++++ INFORMATION SUPPLIED ++++
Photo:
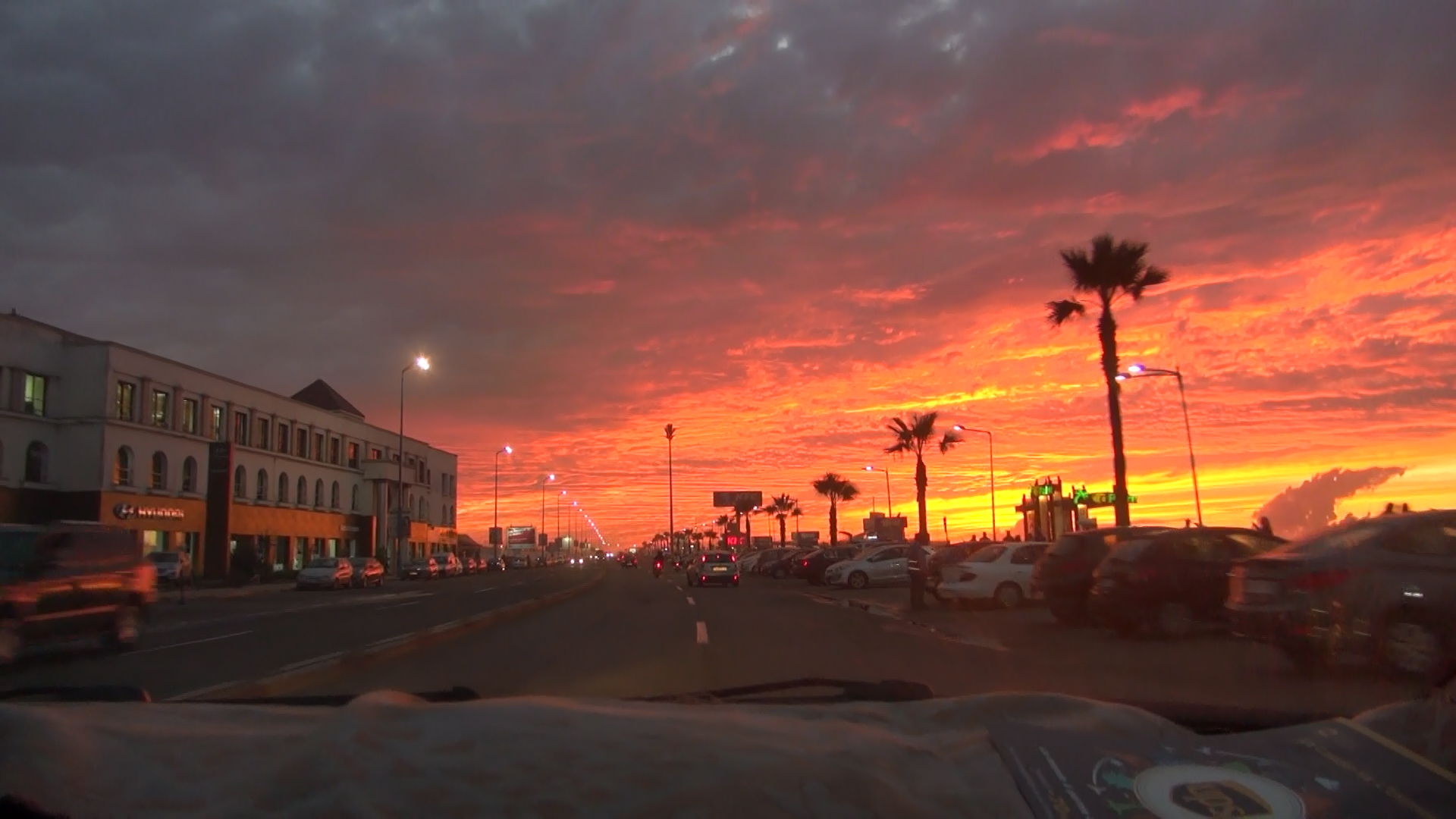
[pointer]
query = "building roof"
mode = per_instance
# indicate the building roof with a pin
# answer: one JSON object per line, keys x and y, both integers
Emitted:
{"x": 319, "y": 394}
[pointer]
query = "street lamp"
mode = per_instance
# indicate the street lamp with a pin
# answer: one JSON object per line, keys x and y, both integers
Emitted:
{"x": 495, "y": 513}
{"x": 889, "y": 503}
{"x": 990, "y": 468}
{"x": 1141, "y": 372}
{"x": 419, "y": 363}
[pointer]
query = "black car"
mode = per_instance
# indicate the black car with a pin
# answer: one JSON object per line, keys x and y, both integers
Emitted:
{"x": 811, "y": 566}
{"x": 1169, "y": 580}
{"x": 71, "y": 582}
{"x": 1063, "y": 576}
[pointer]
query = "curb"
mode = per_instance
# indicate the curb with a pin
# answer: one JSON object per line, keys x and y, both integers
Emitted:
{"x": 309, "y": 672}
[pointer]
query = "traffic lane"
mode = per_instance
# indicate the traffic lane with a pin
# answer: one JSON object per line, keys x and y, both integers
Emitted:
{"x": 631, "y": 635}
{"x": 178, "y": 664}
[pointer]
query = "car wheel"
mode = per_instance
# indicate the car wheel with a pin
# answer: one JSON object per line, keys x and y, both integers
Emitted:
{"x": 1411, "y": 645}
{"x": 1174, "y": 620}
{"x": 11, "y": 640}
{"x": 126, "y": 629}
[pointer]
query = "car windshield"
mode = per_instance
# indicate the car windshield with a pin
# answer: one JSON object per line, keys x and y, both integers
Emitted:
{"x": 472, "y": 293}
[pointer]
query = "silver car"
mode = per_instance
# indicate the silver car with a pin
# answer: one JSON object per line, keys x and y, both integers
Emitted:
{"x": 1382, "y": 589}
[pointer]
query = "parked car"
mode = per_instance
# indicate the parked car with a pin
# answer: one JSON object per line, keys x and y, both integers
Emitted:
{"x": 878, "y": 566}
{"x": 1169, "y": 580}
{"x": 1381, "y": 589}
{"x": 1063, "y": 575}
{"x": 449, "y": 564}
{"x": 714, "y": 569}
{"x": 71, "y": 582}
{"x": 421, "y": 569}
{"x": 811, "y": 567}
{"x": 367, "y": 572}
{"x": 325, "y": 573}
{"x": 998, "y": 573}
{"x": 172, "y": 567}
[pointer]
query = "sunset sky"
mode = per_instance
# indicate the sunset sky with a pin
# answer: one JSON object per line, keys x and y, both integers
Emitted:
{"x": 770, "y": 223}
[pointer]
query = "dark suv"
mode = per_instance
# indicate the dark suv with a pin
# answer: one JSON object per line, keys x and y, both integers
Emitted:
{"x": 1063, "y": 576}
{"x": 69, "y": 582}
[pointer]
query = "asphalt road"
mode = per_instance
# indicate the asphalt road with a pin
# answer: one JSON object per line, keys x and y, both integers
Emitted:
{"x": 635, "y": 635}
{"x": 212, "y": 642}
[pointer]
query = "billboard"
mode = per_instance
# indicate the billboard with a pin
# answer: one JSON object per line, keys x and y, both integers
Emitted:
{"x": 733, "y": 497}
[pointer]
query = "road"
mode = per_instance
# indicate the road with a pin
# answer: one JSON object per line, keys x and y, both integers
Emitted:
{"x": 635, "y": 635}
{"x": 213, "y": 642}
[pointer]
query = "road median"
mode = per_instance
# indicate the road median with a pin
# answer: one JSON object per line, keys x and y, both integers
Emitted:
{"x": 331, "y": 667}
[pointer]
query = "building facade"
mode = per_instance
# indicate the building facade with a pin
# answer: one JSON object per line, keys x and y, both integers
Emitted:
{"x": 193, "y": 461}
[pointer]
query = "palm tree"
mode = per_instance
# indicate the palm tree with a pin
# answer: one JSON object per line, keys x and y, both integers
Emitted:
{"x": 783, "y": 507}
{"x": 912, "y": 438}
{"x": 1110, "y": 271}
{"x": 837, "y": 490}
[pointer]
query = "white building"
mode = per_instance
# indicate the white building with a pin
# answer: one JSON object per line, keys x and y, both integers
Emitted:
{"x": 188, "y": 460}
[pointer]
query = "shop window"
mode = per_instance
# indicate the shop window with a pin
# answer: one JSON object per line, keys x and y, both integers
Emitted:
{"x": 121, "y": 471}
{"x": 159, "y": 469}
{"x": 36, "y": 463}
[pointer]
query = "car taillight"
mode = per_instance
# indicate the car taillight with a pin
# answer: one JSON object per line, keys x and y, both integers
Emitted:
{"x": 1316, "y": 580}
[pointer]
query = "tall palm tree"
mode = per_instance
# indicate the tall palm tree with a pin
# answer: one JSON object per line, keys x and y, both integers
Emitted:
{"x": 837, "y": 490}
{"x": 1109, "y": 273}
{"x": 783, "y": 507}
{"x": 910, "y": 439}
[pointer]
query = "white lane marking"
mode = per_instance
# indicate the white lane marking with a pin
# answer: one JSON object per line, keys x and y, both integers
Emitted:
{"x": 199, "y": 692}
{"x": 312, "y": 661}
{"x": 190, "y": 643}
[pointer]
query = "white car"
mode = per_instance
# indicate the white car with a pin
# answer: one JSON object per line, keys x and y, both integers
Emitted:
{"x": 999, "y": 573}
{"x": 878, "y": 566}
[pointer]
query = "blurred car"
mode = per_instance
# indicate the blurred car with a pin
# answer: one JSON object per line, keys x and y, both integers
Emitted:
{"x": 67, "y": 582}
{"x": 1381, "y": 589}
{"x": 811, "y": 567}
{"x": 714, "y": 569}
{"x": 1063, "y": 575}
{"x": 421, "y": 569}
{"x": 998, "y": 573}
{"x": 325, "y": 573}
{"x": 172, "y": 567}
{"x": 367, "y": 572}
{"x": 877, "y": 566}
{"x": 1169, "y": 580}
{"x": 449, "y": 564}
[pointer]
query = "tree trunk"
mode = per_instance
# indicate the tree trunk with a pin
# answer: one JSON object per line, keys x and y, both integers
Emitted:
{"x": 921, "y": 482}
{"x": 1107, "y": 334}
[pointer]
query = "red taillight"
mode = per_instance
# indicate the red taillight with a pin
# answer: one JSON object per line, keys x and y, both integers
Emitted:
{"x": 1316, "y": 580}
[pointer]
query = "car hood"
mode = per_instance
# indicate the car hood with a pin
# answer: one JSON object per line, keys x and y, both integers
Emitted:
{"x": 927, "y": 758}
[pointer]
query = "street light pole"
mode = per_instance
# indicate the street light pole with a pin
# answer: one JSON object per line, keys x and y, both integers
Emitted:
{"x": 990, "y": 453}
{"x": 397, "y": 525}
{"x": 1141, "y": 372}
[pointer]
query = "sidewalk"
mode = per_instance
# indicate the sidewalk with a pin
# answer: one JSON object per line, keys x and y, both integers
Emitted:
{"x": 959, "y": 626}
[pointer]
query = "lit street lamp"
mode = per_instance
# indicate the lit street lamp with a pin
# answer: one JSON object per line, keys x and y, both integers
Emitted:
{"x": 889, "y": 503}
{"x": 990, "y": 468}
{"x": 419, "y": 363}
{"x": 1141, "y": 372}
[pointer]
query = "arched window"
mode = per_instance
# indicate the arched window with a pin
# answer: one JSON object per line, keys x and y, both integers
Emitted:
{"x": 190, "y": 475}
{"x": 121, "y": 472}
{"x": 159, "y": 469}
{"x": 36, "y": 463}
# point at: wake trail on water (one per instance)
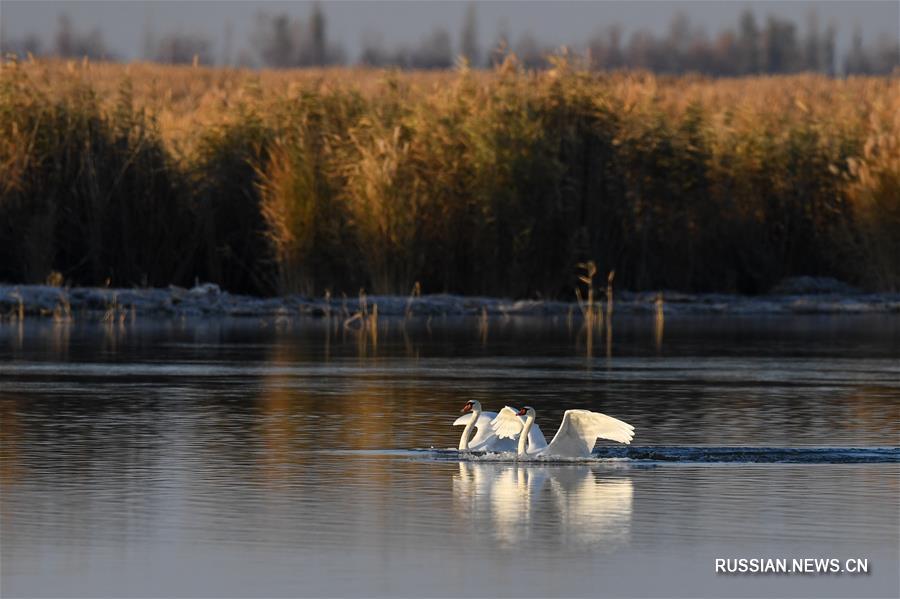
(670, 455)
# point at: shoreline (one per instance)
(207, 300)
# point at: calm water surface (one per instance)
(247, 458)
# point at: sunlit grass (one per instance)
(495, 182)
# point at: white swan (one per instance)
(485, 439)
(575, 438)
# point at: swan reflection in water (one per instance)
(575, 505)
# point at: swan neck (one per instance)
(467, 432)
(523, 436)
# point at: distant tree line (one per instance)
(774, 45)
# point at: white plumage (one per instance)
(575, 438)
(485, 438)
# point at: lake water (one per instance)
(248, 458)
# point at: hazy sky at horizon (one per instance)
(124, 23)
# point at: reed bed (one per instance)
(490, 182)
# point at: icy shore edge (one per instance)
(19, 301)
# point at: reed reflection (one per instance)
(548, 505)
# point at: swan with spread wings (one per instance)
(575, 438)
(485, 439)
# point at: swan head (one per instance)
(473, 405)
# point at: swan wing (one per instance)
(580, 430)
(507, 424)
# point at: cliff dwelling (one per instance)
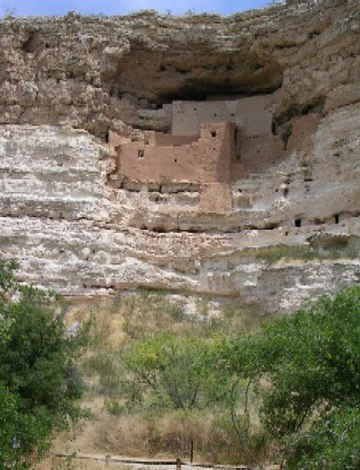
(212, 144)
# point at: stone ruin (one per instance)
(212, 144)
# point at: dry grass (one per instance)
(168, 434)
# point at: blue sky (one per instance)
(119, 7)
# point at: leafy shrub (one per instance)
(39, 381)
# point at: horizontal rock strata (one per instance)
(280, 230)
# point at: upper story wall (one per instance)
(208, 159)
(252, 114)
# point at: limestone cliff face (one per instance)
(269, 215)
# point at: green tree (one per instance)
(174, 372)
(39, 382)
(307, 366)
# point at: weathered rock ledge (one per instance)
(282, 227)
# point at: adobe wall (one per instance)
(218, 153)
(147, 163)
(253, 114)
(166, 140)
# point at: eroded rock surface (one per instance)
(105, 185)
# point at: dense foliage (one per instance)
(307, 367)
(175, 372)
(39, 383)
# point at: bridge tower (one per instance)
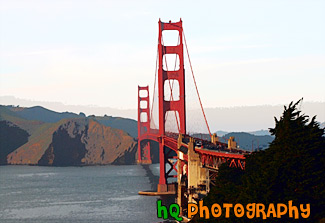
(143, 125)
(165, 105)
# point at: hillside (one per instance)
(38, 136)
(11, 138)
(80, 141)
(38, 113)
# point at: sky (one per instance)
(97, 52)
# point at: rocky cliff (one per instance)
(80, 141)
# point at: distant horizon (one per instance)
(229, 119)
(132, 108)
(97, 52)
++++
The answer must be a single number: the count of lines above that contain the word "asphalt".

== SOLUTION TO THE EXERCISE ==
2